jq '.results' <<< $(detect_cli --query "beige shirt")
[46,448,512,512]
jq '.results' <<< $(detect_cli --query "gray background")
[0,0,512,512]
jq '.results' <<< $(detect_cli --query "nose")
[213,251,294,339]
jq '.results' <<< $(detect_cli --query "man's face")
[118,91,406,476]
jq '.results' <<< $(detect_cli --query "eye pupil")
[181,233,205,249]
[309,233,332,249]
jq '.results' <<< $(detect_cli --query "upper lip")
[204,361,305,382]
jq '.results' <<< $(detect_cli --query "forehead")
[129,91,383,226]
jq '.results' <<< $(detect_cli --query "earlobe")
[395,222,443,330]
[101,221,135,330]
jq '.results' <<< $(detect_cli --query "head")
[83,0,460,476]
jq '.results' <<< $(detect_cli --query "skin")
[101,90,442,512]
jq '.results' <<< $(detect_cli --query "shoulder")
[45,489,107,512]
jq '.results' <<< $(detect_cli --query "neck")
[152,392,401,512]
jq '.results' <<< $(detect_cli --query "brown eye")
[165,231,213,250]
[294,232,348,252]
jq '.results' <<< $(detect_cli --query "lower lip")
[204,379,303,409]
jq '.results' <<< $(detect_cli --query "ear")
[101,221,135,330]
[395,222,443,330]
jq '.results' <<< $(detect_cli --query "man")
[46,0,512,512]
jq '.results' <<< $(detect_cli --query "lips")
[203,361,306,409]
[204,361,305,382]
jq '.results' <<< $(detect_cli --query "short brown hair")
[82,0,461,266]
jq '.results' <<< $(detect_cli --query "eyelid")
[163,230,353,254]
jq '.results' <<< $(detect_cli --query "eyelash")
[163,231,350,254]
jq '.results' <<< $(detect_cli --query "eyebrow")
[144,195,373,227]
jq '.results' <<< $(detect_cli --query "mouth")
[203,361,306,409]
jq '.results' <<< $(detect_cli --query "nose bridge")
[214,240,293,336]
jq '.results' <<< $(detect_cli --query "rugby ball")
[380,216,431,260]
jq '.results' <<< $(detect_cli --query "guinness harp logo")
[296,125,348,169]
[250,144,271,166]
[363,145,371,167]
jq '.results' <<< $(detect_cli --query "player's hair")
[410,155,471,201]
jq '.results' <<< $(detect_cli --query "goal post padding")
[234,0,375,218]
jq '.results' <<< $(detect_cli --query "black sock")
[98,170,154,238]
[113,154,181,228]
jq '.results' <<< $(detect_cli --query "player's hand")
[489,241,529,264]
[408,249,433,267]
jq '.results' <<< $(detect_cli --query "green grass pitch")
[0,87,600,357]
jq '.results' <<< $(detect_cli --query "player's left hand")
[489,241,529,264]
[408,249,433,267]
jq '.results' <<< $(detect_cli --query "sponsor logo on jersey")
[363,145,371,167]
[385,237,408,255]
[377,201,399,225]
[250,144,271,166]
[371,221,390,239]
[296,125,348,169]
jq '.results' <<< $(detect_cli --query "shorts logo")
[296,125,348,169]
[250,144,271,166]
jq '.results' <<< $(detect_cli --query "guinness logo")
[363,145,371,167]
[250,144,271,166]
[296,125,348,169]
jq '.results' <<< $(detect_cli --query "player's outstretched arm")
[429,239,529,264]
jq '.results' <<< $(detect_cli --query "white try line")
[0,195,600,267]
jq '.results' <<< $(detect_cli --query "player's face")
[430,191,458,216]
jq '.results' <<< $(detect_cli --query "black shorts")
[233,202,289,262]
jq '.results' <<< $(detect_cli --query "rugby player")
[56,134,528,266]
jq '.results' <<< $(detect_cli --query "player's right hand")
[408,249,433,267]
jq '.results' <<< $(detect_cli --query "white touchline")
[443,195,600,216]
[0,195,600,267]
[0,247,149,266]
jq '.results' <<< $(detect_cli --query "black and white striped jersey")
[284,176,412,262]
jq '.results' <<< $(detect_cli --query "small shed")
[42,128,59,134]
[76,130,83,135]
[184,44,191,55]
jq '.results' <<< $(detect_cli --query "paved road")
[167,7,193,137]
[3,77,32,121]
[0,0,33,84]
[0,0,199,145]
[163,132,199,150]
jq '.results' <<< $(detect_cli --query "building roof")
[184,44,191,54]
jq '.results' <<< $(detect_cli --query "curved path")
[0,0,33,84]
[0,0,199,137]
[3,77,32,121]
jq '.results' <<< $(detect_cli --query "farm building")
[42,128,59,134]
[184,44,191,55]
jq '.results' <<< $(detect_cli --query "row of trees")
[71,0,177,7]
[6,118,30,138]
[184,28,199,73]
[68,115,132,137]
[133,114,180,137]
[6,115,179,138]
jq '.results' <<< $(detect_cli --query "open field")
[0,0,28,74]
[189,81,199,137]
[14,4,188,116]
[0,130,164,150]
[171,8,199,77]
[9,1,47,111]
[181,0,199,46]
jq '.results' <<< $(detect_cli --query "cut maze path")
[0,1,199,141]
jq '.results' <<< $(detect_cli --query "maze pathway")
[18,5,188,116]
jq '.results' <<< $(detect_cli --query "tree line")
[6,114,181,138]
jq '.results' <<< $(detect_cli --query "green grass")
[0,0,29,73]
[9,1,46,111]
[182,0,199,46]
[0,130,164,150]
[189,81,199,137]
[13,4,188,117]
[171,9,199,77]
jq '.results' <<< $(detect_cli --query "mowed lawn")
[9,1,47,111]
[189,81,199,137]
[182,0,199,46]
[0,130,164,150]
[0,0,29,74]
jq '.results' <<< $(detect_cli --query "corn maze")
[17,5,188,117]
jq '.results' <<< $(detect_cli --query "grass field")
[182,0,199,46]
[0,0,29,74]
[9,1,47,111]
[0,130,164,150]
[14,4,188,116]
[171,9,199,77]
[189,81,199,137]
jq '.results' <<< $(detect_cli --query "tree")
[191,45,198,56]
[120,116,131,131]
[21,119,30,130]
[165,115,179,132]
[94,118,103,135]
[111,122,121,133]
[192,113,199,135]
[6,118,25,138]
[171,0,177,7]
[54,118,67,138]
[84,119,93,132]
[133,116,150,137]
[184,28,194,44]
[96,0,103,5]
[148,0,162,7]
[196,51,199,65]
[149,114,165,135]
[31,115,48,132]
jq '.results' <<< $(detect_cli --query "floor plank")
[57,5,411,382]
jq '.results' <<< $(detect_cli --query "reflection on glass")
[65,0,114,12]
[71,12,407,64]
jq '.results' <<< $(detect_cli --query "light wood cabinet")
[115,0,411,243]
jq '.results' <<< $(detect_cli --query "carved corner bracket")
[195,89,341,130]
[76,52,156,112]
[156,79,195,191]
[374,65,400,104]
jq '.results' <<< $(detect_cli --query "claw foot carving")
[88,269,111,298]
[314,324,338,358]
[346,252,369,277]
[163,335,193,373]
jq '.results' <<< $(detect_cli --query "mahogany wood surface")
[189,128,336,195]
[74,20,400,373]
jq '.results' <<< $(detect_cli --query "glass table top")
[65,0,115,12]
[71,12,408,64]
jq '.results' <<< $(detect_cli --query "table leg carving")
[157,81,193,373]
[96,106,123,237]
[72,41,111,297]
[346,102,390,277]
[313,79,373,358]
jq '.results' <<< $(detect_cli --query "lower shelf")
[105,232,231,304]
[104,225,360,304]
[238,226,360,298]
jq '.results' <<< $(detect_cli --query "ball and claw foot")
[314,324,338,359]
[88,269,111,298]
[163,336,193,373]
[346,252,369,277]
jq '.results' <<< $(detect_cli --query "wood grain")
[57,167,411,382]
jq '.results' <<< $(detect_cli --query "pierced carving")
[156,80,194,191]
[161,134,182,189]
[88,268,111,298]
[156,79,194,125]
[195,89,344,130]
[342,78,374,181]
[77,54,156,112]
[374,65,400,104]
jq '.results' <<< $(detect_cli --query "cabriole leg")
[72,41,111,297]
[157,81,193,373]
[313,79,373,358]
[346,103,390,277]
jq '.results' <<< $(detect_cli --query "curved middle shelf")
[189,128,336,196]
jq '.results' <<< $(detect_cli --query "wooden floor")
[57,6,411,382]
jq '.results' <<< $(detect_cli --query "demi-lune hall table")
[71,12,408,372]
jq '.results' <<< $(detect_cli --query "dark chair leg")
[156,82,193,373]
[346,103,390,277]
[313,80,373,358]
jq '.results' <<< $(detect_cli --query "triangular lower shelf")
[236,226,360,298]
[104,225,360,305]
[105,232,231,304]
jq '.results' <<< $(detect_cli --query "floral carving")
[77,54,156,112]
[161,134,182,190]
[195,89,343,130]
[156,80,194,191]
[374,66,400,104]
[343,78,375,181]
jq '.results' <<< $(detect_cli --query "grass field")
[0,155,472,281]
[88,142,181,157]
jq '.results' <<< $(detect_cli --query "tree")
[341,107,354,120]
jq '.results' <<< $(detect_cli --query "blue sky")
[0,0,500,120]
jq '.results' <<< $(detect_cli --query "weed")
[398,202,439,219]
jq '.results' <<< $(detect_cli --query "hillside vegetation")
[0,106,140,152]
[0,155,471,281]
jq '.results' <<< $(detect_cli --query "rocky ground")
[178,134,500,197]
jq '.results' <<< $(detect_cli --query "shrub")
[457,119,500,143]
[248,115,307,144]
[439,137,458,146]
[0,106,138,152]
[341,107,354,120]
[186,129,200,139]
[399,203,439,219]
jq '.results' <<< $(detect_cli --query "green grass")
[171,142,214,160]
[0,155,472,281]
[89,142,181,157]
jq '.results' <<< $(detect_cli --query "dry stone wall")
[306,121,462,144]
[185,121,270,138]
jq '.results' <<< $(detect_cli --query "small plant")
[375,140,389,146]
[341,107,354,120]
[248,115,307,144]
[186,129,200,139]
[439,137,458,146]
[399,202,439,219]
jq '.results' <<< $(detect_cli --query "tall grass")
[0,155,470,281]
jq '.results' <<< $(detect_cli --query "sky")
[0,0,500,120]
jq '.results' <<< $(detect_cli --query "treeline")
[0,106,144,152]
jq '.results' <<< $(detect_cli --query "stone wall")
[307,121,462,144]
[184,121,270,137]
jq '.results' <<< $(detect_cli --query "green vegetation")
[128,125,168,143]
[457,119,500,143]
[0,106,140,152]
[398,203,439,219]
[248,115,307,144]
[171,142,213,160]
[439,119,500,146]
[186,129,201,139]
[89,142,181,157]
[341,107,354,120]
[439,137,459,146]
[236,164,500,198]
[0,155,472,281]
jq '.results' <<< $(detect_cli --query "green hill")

> Set problem
How many lines contain the string "shorts" with its case matched exactly? Reply with the number alone.

> Solution to this task
2